- **TASK PROMPT**
Every line from the top of the material through the line holding "77L552 27L374 35L53" should be copied exactly, and only those lines.

- **INPUT FOR THIS TASK**
☆ ☆ ☆

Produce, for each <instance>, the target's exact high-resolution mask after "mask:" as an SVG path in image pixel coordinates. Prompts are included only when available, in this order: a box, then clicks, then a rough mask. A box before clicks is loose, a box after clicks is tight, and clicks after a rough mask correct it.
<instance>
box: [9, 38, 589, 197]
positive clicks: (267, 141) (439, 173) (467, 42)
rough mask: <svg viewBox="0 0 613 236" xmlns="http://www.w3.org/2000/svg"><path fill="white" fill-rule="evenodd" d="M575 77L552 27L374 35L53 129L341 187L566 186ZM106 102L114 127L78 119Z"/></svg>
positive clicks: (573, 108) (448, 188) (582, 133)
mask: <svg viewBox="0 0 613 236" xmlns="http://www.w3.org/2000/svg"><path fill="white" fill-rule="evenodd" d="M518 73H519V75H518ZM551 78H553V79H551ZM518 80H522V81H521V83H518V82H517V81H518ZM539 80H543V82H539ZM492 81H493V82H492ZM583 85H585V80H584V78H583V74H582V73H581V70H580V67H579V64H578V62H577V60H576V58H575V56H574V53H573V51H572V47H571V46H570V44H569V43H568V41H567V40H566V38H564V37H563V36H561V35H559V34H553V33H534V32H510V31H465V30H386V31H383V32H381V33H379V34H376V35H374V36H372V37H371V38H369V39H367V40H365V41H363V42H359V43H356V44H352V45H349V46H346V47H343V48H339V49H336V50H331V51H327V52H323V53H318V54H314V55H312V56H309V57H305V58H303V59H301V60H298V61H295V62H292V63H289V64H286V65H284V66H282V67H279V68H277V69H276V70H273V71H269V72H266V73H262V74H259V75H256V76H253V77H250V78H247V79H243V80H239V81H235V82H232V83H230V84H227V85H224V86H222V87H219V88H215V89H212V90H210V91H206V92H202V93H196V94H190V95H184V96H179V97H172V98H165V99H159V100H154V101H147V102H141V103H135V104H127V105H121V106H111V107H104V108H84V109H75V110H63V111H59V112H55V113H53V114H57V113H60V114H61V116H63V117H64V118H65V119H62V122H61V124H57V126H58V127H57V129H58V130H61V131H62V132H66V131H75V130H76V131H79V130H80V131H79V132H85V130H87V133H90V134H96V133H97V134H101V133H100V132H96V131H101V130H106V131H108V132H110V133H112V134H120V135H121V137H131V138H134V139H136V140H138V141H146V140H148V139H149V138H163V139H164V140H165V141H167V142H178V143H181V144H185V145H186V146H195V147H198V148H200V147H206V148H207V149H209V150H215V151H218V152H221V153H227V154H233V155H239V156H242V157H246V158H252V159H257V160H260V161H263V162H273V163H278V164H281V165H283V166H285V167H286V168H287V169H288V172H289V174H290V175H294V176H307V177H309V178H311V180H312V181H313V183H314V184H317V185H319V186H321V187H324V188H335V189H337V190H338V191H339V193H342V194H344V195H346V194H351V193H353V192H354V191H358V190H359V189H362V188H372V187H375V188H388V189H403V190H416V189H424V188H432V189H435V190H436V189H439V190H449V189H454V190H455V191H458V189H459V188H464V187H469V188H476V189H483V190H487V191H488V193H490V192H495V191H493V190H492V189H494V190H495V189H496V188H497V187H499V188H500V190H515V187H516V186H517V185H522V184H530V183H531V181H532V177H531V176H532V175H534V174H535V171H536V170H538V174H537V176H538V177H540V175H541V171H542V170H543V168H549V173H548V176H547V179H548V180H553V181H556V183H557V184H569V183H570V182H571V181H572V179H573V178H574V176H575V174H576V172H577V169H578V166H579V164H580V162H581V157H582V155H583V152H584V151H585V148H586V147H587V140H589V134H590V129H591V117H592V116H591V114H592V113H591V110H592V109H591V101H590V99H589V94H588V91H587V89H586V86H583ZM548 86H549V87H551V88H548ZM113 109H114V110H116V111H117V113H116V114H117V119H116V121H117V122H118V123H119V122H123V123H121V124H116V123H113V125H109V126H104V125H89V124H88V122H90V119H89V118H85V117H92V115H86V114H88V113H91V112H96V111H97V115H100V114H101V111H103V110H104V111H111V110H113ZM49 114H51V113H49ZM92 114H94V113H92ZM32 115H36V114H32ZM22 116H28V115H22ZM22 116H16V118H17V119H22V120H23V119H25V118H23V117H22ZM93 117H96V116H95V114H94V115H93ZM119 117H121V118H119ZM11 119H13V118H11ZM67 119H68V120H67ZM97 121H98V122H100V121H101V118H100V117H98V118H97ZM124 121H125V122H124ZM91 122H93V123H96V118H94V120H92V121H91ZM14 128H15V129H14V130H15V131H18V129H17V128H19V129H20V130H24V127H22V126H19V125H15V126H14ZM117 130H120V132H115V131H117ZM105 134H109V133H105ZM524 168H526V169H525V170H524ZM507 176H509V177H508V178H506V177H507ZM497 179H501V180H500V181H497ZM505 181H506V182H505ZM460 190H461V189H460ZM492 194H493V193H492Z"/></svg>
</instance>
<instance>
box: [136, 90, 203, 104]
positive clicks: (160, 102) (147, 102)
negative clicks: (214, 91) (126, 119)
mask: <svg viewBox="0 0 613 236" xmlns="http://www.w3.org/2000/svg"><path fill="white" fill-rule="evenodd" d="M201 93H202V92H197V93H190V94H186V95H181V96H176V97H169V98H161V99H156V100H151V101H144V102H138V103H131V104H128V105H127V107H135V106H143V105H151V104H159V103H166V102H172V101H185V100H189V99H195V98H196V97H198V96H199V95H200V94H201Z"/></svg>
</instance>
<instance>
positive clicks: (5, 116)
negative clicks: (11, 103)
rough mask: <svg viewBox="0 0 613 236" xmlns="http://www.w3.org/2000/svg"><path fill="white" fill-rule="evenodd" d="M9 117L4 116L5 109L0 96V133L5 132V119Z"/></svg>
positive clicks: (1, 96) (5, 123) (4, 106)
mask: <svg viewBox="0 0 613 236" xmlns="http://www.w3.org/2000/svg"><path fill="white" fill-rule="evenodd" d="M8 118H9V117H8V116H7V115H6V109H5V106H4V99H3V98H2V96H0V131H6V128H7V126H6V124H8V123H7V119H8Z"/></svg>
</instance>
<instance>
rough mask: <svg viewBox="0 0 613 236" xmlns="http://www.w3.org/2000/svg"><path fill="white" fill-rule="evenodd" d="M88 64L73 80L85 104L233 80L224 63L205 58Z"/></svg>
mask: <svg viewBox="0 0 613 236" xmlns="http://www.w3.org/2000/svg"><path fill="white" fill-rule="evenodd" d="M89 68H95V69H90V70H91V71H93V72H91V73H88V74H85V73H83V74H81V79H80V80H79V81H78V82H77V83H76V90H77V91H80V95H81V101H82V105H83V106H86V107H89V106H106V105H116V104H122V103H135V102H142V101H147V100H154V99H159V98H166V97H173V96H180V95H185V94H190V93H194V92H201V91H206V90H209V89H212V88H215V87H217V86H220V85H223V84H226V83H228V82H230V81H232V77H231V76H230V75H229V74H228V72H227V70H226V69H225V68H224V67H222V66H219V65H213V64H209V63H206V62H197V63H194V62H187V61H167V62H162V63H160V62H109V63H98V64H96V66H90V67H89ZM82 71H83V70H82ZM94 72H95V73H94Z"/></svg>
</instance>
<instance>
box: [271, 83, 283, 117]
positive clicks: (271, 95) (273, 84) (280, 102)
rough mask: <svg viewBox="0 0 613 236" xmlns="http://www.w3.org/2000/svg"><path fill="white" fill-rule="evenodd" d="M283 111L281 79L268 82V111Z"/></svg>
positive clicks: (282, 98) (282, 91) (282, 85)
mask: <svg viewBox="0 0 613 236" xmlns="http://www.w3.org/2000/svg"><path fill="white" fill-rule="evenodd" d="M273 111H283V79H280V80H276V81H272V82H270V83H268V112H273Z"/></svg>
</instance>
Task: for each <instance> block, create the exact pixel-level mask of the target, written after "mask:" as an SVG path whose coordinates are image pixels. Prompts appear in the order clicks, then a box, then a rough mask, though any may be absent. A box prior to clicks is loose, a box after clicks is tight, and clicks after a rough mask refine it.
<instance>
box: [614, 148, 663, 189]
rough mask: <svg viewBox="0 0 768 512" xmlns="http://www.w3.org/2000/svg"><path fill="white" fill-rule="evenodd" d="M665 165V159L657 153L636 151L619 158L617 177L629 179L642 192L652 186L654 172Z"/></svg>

☆ ☆ ☆

- **RESPONSE**
Produce, for each <instance>, the target's exact high-resolution mask after "mask:" as an SVG path in image pixel coordinates. Prompts are included only when available, in this order: a box, then clicks, then a rough mask. A box before clicks is loose, a box after clicks is tight, and clicks after a rough mask correct it.
<instance>
box: [9, 38, 589, 197]
positive clicks: (267, 141) (439, 173) (467, 42)
rough mask: <svg viewBox="0 0 613 236" xmlns="http://www.w3.org/2000/svg"><path fill="white" fill-rule="evenodd" d="M575 77L552 27L374 35L53 129L341 187L566 186ZM106 102L114 127L78 119Z"/></svg>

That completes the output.